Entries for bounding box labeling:

-*-*-

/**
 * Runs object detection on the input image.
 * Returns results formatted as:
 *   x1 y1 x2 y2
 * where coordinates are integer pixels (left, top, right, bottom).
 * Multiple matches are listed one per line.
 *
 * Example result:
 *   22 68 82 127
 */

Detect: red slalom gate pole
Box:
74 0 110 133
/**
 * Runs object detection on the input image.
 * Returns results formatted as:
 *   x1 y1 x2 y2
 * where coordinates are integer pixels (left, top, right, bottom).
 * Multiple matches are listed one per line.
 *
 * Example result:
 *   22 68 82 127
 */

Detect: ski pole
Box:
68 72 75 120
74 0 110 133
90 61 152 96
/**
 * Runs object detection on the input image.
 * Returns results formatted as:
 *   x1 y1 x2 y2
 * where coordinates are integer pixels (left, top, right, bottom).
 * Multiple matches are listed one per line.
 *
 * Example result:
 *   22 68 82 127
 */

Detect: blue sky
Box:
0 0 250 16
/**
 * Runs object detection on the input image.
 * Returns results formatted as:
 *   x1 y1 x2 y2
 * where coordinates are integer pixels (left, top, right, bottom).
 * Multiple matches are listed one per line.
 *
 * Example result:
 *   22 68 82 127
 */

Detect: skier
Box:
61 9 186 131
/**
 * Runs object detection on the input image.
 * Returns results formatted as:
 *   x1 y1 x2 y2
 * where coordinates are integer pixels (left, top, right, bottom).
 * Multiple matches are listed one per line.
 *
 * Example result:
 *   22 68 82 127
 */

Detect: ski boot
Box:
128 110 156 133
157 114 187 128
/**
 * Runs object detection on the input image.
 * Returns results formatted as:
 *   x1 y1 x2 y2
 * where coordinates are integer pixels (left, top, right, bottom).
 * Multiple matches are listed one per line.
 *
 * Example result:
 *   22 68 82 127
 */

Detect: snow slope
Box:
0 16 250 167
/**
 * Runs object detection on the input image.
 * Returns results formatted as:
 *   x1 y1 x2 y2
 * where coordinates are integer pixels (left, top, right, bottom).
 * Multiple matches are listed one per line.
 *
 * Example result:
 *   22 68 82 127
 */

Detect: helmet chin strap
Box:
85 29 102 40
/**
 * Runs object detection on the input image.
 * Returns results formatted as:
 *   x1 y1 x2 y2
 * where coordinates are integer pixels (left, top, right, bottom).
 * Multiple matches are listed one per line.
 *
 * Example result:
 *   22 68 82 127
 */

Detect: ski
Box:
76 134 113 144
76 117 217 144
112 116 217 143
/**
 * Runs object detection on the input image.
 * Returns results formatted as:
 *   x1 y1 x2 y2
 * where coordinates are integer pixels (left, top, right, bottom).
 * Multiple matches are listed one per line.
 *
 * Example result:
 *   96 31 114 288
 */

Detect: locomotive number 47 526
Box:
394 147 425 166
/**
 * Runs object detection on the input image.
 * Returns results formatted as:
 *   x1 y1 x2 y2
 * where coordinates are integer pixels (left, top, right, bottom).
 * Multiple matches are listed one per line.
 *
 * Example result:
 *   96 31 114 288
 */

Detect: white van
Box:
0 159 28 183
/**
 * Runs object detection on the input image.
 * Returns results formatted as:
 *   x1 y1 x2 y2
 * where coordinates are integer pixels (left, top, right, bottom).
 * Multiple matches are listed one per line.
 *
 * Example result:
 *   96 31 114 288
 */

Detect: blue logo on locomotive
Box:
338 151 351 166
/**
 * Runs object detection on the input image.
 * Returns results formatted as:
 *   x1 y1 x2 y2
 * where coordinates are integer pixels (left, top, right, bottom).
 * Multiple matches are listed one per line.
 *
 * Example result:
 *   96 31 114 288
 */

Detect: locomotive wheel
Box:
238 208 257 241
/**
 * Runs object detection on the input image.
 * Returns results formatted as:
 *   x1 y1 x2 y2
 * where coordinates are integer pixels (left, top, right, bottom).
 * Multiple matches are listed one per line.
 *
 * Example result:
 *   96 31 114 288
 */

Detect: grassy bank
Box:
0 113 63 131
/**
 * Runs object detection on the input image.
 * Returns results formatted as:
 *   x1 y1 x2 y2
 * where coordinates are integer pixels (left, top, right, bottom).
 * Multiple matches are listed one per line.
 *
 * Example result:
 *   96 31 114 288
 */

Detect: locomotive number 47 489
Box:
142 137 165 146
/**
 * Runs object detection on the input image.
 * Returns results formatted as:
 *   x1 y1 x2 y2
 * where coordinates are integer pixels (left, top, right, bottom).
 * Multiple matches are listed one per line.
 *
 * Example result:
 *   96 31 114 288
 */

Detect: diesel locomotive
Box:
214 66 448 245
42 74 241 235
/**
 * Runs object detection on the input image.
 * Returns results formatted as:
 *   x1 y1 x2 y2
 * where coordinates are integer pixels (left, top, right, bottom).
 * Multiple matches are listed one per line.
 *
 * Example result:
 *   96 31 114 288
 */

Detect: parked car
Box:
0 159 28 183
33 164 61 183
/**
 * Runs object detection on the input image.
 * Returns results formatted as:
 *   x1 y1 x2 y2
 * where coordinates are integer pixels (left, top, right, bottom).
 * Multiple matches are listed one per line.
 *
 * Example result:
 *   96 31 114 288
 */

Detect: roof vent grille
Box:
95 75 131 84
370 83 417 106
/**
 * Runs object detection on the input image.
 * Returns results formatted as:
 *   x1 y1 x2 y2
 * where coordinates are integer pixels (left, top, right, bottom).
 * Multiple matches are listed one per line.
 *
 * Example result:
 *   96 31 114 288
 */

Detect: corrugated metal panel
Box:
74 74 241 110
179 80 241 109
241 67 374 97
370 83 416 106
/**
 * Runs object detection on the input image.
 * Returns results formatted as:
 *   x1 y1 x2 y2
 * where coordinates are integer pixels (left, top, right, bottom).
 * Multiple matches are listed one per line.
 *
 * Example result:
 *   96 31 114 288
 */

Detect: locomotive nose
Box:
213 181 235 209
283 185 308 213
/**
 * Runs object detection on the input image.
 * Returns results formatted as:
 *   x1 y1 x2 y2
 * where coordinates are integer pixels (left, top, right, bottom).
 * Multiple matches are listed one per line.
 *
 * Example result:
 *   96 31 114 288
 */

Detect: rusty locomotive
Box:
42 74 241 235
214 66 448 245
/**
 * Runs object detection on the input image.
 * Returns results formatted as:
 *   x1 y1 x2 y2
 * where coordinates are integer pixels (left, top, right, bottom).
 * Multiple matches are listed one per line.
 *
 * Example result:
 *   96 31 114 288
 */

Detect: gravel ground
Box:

-*-*-

Count the lines in the records above that contain the string "blue" and give only the number.

Expected answer: 2